AIM OF THE EXERCISE: Would it be possible to copy exactly the lines from the one containing "Target: lawn" to the end of the entries, including both and nothing else?

*** Block opens ***

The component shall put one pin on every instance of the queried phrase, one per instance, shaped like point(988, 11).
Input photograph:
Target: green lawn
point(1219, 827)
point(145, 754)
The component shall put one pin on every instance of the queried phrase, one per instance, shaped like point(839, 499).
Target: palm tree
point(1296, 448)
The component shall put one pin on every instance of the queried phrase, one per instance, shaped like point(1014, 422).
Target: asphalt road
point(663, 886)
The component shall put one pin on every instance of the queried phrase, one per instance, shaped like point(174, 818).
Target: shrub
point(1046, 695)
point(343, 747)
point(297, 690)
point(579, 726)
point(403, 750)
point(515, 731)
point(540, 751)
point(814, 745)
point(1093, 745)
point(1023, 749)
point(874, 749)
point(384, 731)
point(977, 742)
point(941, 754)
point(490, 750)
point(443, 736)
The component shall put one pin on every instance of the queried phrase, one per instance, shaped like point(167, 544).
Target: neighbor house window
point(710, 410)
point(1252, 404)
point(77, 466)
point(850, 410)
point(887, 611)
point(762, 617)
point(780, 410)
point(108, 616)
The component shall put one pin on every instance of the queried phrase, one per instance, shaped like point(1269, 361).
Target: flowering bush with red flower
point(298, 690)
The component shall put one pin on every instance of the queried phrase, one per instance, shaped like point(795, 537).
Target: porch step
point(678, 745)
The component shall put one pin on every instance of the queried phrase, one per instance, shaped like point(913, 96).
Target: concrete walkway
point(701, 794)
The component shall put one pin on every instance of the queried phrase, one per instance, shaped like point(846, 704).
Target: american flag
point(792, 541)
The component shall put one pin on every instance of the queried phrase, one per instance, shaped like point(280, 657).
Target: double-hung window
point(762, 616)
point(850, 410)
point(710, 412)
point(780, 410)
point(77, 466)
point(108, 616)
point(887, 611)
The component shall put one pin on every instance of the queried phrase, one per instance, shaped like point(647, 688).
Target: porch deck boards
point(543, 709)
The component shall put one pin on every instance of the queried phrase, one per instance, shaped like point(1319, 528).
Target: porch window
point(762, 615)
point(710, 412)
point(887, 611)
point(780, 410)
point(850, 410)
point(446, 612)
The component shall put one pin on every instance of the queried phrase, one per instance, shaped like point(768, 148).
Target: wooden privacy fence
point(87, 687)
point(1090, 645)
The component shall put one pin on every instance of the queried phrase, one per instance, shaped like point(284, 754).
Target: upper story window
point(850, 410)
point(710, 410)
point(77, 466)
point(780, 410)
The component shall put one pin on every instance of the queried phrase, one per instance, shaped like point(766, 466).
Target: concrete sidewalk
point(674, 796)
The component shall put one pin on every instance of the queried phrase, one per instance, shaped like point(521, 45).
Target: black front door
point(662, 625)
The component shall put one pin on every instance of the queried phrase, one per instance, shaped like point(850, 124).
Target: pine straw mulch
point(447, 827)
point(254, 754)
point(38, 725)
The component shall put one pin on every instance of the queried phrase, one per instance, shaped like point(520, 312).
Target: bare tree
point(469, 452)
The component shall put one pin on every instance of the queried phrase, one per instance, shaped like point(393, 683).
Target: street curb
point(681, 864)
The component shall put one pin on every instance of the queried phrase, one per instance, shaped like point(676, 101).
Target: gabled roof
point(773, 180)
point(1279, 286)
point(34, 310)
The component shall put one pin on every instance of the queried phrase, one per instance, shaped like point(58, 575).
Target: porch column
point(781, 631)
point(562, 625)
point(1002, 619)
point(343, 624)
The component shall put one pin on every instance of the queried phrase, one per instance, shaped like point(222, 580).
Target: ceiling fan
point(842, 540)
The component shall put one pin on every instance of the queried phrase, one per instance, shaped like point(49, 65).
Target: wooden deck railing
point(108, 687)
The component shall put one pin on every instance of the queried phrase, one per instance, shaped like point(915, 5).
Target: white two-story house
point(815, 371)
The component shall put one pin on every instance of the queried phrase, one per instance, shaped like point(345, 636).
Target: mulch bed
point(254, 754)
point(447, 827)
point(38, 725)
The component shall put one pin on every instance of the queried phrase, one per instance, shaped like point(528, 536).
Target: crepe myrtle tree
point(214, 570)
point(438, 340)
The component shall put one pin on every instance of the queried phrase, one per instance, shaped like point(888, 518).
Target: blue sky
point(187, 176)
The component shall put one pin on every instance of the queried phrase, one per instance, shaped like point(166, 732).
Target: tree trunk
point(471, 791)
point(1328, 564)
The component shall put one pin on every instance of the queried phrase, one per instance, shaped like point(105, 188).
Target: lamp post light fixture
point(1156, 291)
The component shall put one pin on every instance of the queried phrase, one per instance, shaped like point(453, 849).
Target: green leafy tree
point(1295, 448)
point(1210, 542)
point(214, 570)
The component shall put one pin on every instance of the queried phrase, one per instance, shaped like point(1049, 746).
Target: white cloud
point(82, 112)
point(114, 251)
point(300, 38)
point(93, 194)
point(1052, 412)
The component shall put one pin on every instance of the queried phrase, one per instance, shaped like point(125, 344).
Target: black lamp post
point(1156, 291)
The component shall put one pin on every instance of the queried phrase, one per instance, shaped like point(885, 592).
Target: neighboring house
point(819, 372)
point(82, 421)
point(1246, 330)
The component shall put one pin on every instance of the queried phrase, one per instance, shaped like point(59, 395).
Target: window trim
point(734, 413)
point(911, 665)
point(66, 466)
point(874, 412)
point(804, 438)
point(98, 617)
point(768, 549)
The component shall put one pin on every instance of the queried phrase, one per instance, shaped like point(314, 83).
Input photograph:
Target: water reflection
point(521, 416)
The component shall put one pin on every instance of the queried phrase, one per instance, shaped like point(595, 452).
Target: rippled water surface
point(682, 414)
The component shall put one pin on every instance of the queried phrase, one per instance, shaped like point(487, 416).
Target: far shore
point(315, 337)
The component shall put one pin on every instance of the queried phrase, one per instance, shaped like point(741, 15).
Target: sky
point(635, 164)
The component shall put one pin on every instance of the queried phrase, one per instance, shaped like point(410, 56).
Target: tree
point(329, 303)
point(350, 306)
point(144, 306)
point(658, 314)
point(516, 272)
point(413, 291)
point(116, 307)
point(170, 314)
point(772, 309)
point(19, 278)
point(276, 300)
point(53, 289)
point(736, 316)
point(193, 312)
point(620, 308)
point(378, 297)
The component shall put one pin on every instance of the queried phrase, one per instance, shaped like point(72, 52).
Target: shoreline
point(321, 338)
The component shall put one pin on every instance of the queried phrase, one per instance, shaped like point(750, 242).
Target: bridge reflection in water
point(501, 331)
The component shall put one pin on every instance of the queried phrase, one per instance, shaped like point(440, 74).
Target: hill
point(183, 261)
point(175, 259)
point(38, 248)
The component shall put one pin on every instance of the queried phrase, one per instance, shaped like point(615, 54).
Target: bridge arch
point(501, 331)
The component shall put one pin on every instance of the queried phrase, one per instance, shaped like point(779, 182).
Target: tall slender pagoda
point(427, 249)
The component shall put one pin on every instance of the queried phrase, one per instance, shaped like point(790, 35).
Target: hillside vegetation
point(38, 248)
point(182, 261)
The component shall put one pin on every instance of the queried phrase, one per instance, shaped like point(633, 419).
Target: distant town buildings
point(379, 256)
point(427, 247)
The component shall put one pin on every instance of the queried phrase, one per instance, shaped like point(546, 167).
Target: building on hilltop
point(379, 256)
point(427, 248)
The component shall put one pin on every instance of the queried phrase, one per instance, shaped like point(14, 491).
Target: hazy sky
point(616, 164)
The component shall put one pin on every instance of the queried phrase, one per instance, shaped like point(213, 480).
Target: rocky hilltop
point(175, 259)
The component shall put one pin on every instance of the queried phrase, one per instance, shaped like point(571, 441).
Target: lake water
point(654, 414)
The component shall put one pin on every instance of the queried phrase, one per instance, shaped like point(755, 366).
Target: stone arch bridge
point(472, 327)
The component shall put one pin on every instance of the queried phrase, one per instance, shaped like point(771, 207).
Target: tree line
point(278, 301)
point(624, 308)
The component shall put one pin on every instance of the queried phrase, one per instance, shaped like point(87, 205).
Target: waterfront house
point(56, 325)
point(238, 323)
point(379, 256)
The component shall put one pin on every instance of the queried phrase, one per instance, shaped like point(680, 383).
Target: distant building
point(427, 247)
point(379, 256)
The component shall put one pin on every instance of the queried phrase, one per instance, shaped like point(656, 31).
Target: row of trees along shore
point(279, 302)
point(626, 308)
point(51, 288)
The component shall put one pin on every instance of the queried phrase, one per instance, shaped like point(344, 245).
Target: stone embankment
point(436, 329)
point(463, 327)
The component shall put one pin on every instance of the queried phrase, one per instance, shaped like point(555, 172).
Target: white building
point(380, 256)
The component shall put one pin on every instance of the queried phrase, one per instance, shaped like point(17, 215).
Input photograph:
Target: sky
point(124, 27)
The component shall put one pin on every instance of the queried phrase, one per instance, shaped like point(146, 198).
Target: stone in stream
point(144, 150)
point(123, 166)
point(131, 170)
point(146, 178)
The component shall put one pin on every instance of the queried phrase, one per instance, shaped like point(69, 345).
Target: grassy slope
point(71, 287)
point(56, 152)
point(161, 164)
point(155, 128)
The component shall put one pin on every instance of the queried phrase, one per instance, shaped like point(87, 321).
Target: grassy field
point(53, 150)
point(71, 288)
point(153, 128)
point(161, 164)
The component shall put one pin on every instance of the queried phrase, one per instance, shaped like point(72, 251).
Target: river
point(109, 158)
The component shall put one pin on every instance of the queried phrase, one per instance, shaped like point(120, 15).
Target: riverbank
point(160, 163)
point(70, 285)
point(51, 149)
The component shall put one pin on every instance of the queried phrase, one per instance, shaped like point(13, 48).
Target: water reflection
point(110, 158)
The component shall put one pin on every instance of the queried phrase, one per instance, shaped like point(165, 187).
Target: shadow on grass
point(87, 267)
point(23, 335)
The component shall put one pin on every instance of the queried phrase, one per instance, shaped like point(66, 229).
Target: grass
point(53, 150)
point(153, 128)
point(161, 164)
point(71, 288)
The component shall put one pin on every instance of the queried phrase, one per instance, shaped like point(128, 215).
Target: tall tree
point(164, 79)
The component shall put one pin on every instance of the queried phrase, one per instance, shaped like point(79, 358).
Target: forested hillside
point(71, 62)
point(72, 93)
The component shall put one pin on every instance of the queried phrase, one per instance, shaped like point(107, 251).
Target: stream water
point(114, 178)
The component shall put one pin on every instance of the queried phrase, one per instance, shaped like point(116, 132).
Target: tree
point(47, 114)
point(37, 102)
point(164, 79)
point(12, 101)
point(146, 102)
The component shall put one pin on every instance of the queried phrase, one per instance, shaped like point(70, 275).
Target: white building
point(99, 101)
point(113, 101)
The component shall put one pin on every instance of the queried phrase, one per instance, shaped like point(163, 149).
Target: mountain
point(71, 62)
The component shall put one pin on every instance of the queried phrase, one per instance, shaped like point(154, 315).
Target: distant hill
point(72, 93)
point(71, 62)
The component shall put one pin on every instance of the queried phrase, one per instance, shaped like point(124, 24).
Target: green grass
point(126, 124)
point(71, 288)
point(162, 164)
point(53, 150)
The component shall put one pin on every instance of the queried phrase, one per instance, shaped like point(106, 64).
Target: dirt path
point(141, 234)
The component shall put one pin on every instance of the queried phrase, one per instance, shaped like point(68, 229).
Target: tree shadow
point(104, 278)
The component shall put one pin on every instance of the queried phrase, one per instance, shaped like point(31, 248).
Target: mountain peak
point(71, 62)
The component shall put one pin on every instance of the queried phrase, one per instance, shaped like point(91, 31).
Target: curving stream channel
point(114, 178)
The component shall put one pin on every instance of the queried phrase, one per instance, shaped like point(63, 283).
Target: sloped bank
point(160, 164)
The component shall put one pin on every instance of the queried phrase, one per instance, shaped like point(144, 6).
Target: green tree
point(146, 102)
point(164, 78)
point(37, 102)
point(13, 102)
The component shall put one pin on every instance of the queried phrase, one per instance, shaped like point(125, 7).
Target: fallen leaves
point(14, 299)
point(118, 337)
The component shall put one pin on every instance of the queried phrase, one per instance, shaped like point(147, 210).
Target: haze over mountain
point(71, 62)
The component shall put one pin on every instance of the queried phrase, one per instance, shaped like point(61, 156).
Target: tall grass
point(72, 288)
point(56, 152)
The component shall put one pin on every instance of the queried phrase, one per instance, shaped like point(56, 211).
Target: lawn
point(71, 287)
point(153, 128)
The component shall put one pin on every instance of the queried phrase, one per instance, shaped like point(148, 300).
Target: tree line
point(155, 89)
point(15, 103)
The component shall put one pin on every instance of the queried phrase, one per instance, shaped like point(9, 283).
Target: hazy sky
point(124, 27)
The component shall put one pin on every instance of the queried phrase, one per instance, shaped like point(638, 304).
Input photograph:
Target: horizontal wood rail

*** Block closes ***

TASK RESPONSE:
Target: lawn
point(71, 287)
point(153, 128)
The component shall put one pin on every instance of the queried phrase, one per instance, shaped like point(148, 300).
Target: tree line
point(155, 89)
point(15, 103)
The component shall put one pin on every instance of the queried phrase, one per instance, shaped like point(9, 283).
Target: hazy sky
point(124, 27)
The component shall put one pin on every instance of the queried phrase, one per instance, shaped like point(638, 304).
Input photograph:
Target: horizontal wood rail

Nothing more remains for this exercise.